What is needed:
Your task is to reproduce exactly the lines from the line with "For every instance of the wooden" through the end of the records below.

Natural language region descriptions:
---
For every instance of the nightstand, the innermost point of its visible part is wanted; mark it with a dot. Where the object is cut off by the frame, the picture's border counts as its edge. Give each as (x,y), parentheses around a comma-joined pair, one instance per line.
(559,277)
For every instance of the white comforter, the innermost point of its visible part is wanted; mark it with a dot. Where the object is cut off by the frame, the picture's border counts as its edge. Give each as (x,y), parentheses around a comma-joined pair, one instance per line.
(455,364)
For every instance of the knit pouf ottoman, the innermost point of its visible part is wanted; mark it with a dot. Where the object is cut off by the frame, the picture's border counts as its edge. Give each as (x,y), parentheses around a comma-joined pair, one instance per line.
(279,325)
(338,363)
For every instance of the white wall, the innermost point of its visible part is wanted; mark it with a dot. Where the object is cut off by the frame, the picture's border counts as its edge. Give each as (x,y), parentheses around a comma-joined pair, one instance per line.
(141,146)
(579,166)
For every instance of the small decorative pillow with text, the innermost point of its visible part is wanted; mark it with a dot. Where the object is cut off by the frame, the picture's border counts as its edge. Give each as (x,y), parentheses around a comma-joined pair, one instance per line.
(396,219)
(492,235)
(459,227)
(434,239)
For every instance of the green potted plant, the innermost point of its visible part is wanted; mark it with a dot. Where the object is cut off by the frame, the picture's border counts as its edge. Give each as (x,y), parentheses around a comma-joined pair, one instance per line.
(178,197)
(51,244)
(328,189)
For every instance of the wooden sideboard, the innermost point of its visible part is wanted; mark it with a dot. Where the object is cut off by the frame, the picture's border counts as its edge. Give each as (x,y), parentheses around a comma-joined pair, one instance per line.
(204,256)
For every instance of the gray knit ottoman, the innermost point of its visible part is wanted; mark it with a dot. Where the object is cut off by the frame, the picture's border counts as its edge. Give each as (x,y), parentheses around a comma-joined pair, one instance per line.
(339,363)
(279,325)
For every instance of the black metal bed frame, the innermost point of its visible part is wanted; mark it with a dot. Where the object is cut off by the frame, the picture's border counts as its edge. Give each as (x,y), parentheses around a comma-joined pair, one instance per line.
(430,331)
---
Exercise answer:
For every instance of the wooden sideboard, the innermost point of its visible part is wanted; mark it with a dot. Where the object is cut off by the frame, the picture's border counts as its edge. Give each as (x,y), parentheses around a comma-joined pair, one instance per line.
(204,256)
For every instance of the gray knit ottoman, the innermost point of its visible part is wanted; mark it with a dot. Where the object is cut off by the frame, the picture's border counts as its edge. Give each as (x,y), parentheses around a comma-joined pair, one instance per line.
(339,363)
(279,325)
For every instance of the black metal bed frame, the innermost point of its visible part is wanted; mark it with a dot. Where the object is cut off by the frame, the picture's border counts as its edge. Give each as (x,y), parentheses around a comma-joined pair, one instance per line.
(430,331)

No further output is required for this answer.